— Start Extract to read —

# Is this typical for a real Asano nagura?



## PalmRoyale (Dec 13, 2017)

My father in law stopped by at my job this morning to give me a present, a 213 gram chunk of Asano koma nagura. The slurry from this nagura is completely different from the unmarked koma nagura I bought from Shinichi Watanabe. It's almost like sharpening on whipped cream before it's whipped and the slurry lubricates my suita extremely well. Is this kind of slurry typical for a genuine Asano nagura?


----------



## tripleq (Dec 13, 2017)

This is very tough to say. Like any natural they are all different and there are many hardnesses and grades of Asano nagura but it does not sound outside the realm of possibility. What is the difference in colour between the two?


----------



## PalmRoyale (Dec 13, 2017)

The koma from Shinichi is like a dirty white with some iron in it, this new one is a pure white with some yellow spots. They seem to be about the same hardness but it's much easier to make a slurry with this Asano nagura. Here are 2 pics.


----------



## tripleq (Dec 13, 2017)

It looks ok. The pic (2nd) appears to be one of the finer/more pure nagura - probably a Koma (can't really read anything on my phone) BUT you never know. There are so many fakes around in the natural world (even nagura). Try a shave test (I'm assuming you're straight sharpening - if not, sorry) and compare it with the stone from Sin. That might give you a better idea of what you have. If it isn't too indelicate you might ask where he got the stone from.


----------



## K813zra (Dec 13, 2017)

— End Extract to read —
— Start Data lines —

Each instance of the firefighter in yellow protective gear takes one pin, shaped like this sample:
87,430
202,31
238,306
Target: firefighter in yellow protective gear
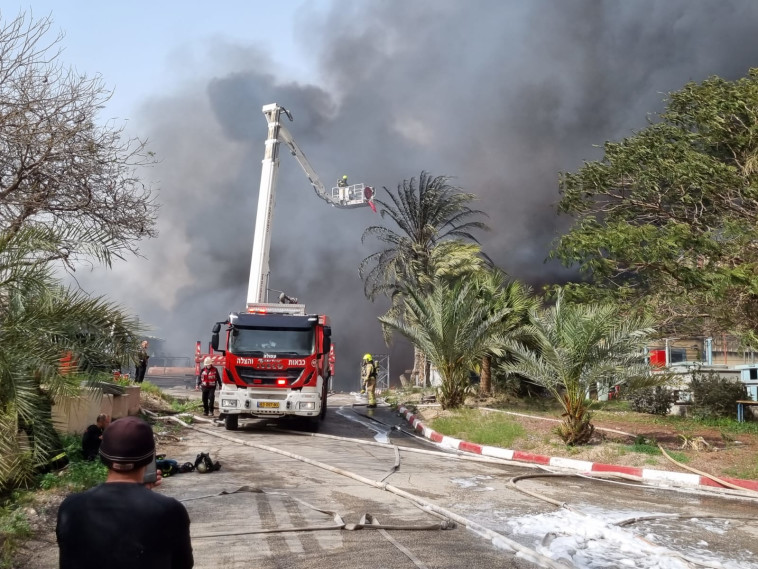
368,377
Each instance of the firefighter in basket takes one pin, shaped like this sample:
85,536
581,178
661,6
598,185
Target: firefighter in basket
368,377
208,379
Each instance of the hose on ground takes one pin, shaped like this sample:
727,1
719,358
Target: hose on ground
709,476
495,538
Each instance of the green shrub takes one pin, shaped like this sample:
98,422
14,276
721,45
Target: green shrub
715,396
652,400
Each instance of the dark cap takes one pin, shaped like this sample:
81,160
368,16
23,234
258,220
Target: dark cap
127,444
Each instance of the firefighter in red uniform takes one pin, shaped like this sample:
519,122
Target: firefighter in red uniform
208,380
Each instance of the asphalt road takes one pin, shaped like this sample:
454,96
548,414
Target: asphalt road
275,503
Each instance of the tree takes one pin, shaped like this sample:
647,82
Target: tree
454,328
578,347
497,293
58,165
668,219
40,323
424,215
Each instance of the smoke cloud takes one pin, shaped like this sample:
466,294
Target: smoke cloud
500,95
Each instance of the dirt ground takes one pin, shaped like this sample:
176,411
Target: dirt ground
709,450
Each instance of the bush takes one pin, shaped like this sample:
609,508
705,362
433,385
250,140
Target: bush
653,400
715,396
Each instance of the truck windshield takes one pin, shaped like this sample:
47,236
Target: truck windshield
252,341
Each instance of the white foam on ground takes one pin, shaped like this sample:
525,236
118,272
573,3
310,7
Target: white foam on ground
382,433
593,542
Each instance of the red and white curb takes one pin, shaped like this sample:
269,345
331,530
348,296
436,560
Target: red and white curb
661,477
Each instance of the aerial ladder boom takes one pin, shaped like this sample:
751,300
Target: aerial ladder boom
357,195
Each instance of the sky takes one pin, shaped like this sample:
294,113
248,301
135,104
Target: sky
500,95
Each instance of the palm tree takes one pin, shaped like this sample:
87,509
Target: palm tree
495,291
424,215
452,326
579,346
40,322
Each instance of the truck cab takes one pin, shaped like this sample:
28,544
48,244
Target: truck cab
276,364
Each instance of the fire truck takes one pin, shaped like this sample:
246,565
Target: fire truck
277,358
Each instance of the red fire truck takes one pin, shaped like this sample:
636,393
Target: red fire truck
277,359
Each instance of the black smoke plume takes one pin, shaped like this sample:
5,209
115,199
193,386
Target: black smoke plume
500,95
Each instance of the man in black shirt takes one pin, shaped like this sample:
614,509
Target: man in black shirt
123,523
93,435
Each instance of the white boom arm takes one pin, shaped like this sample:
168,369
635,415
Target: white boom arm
353,196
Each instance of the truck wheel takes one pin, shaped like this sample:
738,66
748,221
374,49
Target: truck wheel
312,424
232,422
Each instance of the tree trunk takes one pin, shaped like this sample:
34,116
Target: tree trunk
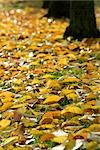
58,9
82,20
46,4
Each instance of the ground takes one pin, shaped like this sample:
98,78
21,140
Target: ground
49,87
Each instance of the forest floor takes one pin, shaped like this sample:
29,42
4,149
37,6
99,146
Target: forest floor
49,87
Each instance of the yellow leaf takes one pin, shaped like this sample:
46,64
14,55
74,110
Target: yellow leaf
6,94
52,99
94,128
72,96
18,105
71,56
67,91
10,139
47,76
36,81
70,145
1,148
46,137
62,61
46,120
71,79
72,109
44,90
59,139
1,72
17,81
46,126
5,106
4,123
53,84
91,145
7,99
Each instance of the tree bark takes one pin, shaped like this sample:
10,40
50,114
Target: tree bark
58,9
82,20
46,4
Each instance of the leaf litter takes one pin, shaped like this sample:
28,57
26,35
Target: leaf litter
49,87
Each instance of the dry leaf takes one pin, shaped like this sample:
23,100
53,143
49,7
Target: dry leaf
52,99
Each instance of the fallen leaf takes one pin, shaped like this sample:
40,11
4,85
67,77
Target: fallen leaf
52,99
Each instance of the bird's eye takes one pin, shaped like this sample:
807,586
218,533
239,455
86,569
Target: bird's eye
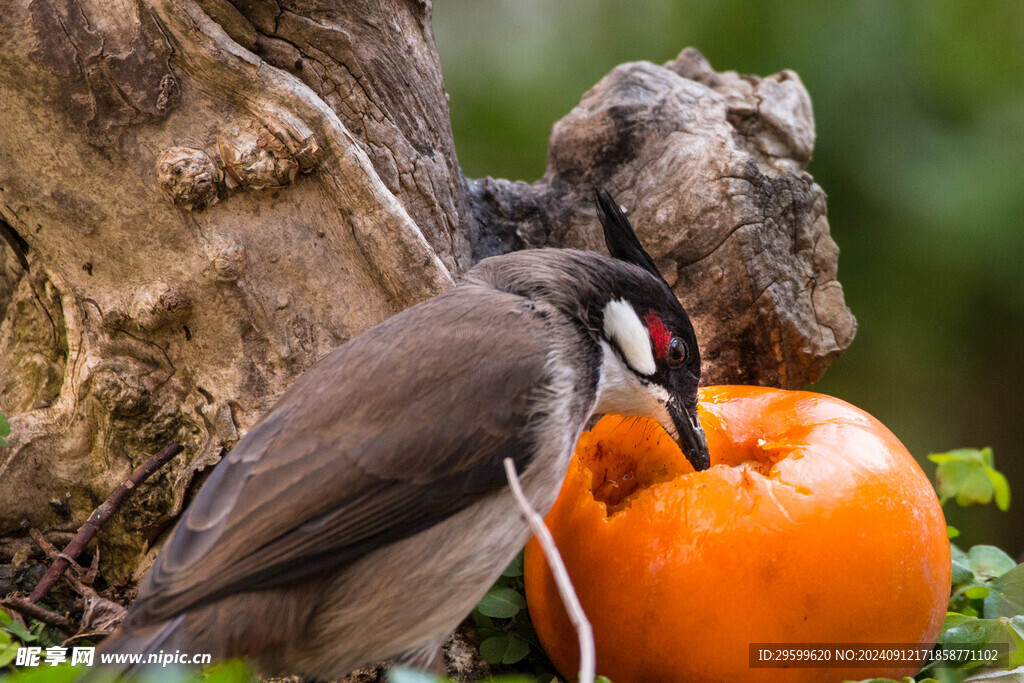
676,353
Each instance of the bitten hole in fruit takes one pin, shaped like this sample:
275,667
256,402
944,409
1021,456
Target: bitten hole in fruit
629,457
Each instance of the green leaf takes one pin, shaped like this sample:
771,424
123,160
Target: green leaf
501,603
989,562
504,649
977,593
15,628
971,477
1001,487
971,632
230,671
966,480
1007,595
963,573
7,653
403,675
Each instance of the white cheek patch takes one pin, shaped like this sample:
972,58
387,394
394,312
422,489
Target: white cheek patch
623,326
621,391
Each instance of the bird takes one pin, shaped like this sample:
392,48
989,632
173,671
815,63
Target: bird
368,511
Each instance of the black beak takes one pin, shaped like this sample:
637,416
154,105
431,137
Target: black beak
690,435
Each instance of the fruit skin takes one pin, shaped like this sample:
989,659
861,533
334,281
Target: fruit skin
813,525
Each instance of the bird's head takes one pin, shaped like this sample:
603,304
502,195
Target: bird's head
651,364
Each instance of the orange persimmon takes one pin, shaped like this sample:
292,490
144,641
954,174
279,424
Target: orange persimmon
813,525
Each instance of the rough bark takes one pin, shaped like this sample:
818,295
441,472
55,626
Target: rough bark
199,199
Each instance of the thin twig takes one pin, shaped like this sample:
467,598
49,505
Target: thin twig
562,581
32,610
98,516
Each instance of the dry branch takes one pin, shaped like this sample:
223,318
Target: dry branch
561,575
96,519
32,610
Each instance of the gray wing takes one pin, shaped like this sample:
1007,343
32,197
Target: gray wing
389,434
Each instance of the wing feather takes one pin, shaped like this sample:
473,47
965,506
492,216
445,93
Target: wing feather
385,436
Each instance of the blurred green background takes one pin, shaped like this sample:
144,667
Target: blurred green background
920,111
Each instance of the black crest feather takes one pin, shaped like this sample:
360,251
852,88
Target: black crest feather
620,237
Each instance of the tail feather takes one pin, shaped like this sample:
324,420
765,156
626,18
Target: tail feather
126,652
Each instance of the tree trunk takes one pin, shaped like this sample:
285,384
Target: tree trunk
200,198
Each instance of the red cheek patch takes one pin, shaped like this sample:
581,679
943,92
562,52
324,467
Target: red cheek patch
658,334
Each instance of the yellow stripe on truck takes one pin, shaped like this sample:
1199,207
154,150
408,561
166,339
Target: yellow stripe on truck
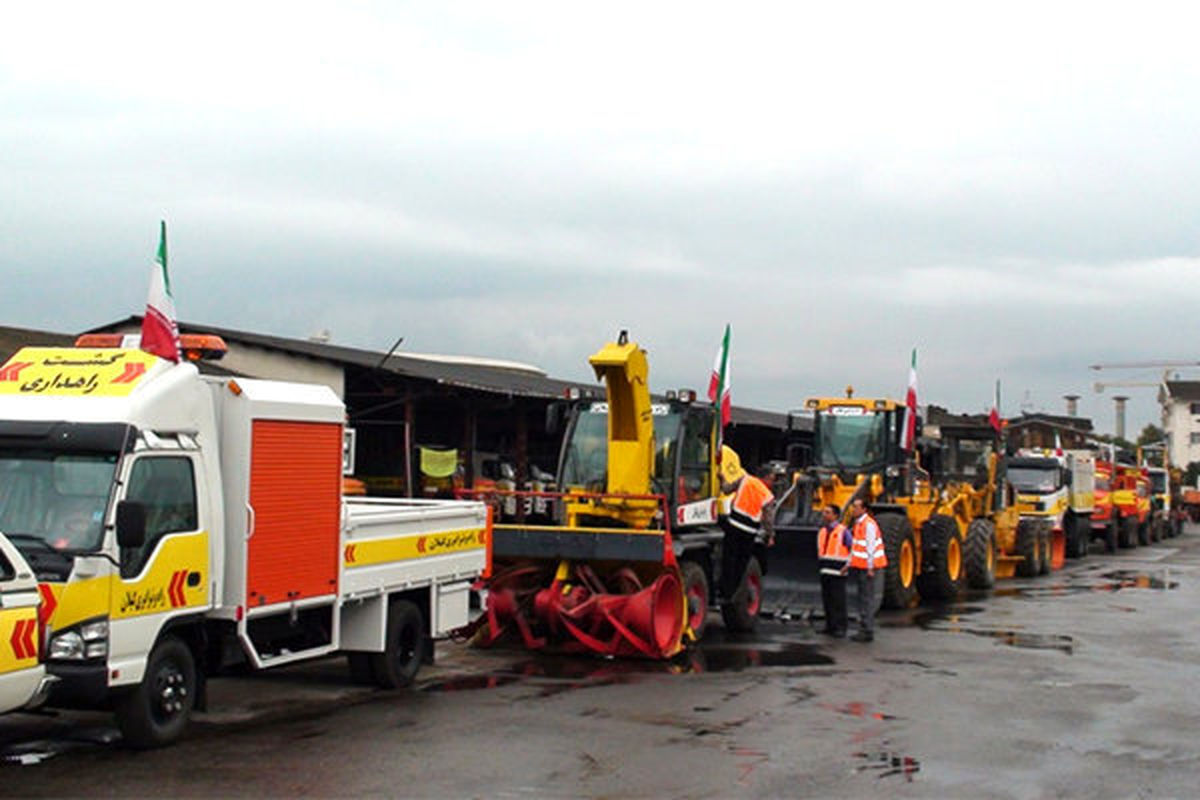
162,587
381,551
71,372
18,638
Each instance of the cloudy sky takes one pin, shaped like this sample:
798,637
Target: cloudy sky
1013,188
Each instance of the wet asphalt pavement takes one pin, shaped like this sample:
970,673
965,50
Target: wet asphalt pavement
1084,683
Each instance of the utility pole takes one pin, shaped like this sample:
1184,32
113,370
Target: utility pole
1120,400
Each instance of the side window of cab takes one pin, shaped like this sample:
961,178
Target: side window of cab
166,486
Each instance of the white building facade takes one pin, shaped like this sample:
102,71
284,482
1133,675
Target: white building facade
1180,401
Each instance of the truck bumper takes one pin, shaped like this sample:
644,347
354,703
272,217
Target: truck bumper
78,686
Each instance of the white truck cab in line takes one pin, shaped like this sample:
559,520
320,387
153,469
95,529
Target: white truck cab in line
177,522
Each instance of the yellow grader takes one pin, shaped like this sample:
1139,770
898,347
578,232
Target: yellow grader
629,569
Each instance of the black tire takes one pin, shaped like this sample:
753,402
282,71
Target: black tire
695,589
899,543
403,649
156,711
1077,530
1029,547
1128,533
941,549
1045,539
981,554
361,668
741,612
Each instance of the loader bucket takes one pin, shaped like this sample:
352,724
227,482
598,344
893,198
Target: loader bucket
791,584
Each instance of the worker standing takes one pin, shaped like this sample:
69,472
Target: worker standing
867,558
834,541
750,519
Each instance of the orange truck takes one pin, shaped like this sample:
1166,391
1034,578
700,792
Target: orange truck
1105,522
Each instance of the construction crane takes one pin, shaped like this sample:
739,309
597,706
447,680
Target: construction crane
1164,365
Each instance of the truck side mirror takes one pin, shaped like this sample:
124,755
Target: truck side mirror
131,524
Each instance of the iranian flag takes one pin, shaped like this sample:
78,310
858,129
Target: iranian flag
910,401
719,383
160,335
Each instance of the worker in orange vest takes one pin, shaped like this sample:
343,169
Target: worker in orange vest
867,564
834,541
750,521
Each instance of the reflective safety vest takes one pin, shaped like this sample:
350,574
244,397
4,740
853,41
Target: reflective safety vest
868,546
745,511
832,551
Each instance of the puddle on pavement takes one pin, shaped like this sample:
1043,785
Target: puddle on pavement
1083,583
888,764
859,710
954,619
36,751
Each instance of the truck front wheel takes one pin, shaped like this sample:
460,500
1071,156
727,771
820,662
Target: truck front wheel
157,710
405,649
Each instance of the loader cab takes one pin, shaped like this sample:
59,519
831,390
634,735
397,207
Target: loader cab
683,455
1037,475
852,437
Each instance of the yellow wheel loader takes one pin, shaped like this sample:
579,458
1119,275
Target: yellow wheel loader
631,564
940,507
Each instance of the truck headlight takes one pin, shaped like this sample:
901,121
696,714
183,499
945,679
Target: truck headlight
81,642
66,645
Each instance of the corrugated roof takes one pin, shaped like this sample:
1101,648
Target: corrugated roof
13,338
493,378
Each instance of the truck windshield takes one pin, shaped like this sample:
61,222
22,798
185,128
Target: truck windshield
57,498
850,441
586,457
1033,480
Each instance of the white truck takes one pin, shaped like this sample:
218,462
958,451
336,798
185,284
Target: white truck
1060,487
179,522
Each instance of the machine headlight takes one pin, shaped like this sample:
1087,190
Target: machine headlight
79,642
67,645
95,631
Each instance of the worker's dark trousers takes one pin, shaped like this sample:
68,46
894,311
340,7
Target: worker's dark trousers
865,599
833,595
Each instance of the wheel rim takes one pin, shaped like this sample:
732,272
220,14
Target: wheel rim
954,559
754,594
169,692
906,564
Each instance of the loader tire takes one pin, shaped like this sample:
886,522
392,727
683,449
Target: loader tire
741,612
981,554
156,711
1078,530
695,589
1128,533
900,547
941,549
403,649
1029,547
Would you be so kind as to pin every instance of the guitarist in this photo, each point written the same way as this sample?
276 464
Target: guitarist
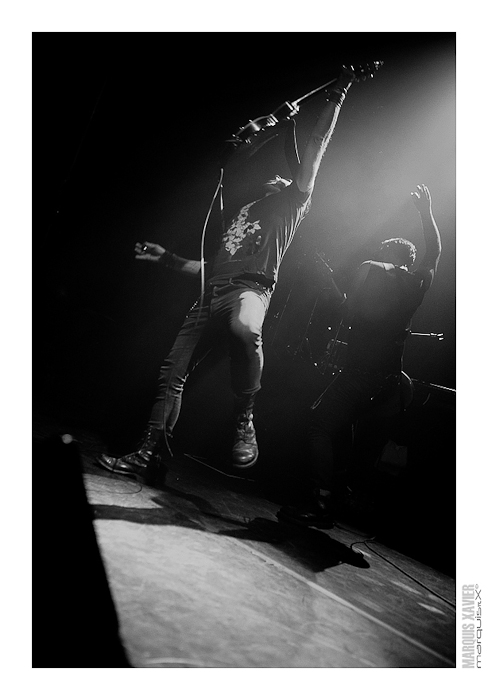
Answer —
384 296
236 299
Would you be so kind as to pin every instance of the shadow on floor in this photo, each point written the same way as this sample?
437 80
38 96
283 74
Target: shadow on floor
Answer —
313 548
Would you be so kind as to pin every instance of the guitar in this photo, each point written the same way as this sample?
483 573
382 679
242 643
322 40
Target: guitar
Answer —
287 110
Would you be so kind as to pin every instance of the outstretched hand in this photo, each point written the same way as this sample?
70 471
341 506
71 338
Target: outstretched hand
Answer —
149 251
422 200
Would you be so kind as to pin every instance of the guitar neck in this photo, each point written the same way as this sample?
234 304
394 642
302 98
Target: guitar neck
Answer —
313 92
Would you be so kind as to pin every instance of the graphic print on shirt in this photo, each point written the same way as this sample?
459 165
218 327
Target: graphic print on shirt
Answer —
242 232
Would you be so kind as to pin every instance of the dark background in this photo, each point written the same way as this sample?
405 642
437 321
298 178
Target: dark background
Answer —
128 131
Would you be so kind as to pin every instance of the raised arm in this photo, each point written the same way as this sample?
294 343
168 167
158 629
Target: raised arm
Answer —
320 136
423 202
156 253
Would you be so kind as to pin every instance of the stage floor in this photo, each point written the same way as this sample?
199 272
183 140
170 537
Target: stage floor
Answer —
203 575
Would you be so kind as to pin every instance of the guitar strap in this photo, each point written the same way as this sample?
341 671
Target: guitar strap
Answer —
291 149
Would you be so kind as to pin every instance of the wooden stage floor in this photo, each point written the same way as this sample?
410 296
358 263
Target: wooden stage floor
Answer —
203 575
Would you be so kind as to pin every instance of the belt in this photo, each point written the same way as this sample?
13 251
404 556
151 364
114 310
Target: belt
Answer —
245 277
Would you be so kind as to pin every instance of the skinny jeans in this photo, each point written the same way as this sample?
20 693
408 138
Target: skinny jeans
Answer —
231 316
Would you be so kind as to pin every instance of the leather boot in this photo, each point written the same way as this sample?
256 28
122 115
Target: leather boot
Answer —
145 464
245 450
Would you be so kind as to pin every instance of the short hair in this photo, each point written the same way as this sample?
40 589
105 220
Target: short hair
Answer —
405 250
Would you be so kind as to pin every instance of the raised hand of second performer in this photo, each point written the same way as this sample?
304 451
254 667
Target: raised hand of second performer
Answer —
149 251
422 200
346 78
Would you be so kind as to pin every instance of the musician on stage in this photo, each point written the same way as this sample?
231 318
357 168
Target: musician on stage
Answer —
241 280
384 295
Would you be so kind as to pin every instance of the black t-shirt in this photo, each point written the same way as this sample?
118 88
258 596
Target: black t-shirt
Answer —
379 317
259 235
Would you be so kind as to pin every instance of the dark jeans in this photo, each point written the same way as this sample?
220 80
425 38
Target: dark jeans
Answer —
233 311
349 394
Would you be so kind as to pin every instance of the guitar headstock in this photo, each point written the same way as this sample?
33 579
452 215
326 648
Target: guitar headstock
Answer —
368 70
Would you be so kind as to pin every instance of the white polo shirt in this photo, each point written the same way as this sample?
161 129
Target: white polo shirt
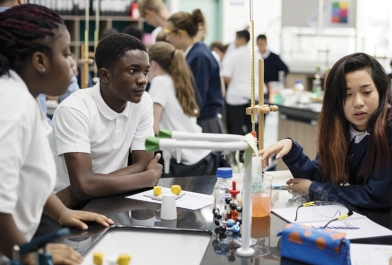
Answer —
84 123
27 169
237 67
173 118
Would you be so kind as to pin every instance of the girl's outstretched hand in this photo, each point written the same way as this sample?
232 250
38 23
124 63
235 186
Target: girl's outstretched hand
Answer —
68 217
280 148
64 255
299 185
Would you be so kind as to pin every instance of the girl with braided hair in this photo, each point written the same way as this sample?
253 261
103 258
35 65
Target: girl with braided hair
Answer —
34 59
175 107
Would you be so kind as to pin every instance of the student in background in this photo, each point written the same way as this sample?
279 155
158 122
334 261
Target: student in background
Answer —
175 107
220 49
155 14
95 129
353 164
272 63
34 59
181 30
236 72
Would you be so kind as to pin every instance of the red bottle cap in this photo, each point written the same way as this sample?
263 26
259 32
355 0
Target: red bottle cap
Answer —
234 191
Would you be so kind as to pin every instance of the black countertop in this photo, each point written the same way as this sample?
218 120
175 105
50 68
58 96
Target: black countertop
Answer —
305 112
119 208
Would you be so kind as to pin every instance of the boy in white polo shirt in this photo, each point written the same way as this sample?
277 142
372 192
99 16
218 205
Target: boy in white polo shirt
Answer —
96 128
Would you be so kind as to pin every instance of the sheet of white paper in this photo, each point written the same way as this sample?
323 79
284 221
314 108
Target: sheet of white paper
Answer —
363 254
190 200
355 226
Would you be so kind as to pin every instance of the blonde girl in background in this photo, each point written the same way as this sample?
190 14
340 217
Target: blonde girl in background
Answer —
175 107
182 30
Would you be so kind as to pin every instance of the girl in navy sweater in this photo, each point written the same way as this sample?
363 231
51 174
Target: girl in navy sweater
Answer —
181 31
353 164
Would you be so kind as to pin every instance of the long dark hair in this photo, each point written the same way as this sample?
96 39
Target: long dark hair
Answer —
23 29
334 135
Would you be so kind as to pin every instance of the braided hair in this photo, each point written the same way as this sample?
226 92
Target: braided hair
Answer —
23 29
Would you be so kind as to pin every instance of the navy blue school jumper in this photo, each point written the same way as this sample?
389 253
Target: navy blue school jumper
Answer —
374 193
208 90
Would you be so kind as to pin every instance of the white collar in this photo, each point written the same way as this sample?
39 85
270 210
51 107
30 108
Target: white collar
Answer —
357 135
188 49
266 54
103 107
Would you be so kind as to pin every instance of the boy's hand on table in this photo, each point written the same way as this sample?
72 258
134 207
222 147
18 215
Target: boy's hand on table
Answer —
298 185
156 169
68 217
63 254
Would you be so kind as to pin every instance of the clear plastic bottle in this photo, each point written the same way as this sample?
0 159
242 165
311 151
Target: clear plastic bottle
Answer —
222 186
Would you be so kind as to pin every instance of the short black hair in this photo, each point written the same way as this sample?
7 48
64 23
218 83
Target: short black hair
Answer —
114 46
261 37
23 29
134 31
243 34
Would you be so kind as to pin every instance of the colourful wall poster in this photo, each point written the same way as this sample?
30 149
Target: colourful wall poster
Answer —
340 11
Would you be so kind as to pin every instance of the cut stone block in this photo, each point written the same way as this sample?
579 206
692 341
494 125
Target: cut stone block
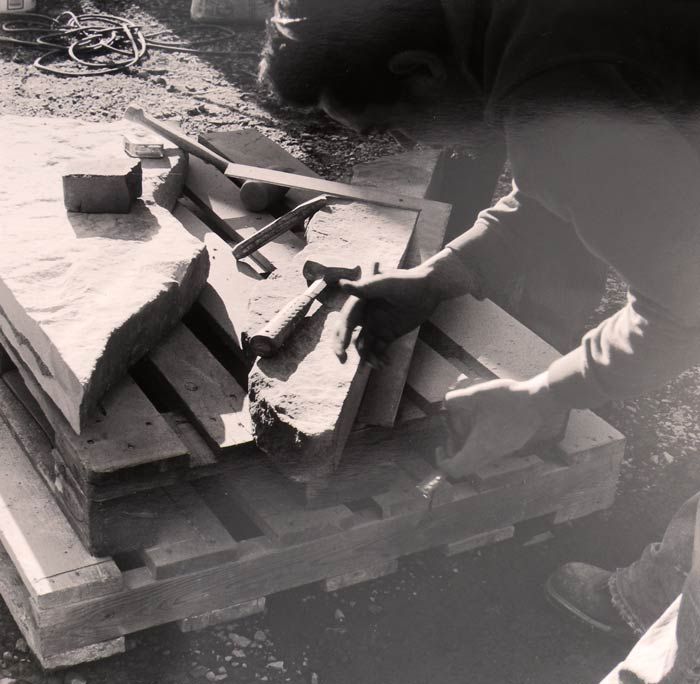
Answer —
303 400
84 296
109 185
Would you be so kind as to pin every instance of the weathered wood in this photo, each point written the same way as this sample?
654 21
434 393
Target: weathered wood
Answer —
45 550
418 174
350 579
225 295
248 146
18 602
100 289
211 397
128 435
478 540
220 616
264 567
220 200
299 418
190 539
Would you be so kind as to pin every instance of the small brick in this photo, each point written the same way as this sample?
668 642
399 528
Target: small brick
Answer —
102 186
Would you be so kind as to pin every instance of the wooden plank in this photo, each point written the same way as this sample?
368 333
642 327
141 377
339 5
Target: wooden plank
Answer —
225 296
267 567
494 338
44 548
18 602
248 146
266 497
191 538
127 434
350 579
417 174
212 398
100 289
220 616
505 472
300 419
220 200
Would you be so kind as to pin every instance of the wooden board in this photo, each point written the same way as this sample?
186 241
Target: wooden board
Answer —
100 289
248 146
45 550
224 298
220 199
211 397
418 174
127 435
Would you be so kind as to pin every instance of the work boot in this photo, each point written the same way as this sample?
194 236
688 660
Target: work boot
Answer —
582 591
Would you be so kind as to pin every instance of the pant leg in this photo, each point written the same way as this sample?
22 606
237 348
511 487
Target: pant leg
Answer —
550 281
669 651
643 590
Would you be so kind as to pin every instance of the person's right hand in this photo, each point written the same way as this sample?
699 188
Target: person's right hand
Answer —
386 307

— End Data lines —

■ What is asked
#1 In the Asano nagura thread, why does tripleq say it is very tough to judge whether the slurry is typical of a genuine Asano nagura? Answer in one to three sentences.
#2 State whether each statement agrees with the Asano nagura thread. Answer yes or no, and quote the deciding words.
(a) The piece of nagura given by the father-in-law weighed 213 grams.
(b) The koma bought from Shinichi Watanabe is pure white with yellow spots.
(c) The two stones seem to differ greatly in hardness.
Rely on the Asano nagura thread alone, not on the listing.

■ Outputs
#1 Like any natural stone, Asano nagura are all different, and they come in many hardnesses and grades. For that reason tripleq can only say that the slurry described does not sound outside the realm of possibility.

#2
(a) Yes: "a 213 gram chunk of Asano koma nagura"
(b) No: "The koma from Shinichi is like a dirty white with some iron in it"
(c) No: "They seem to be about the same hardness"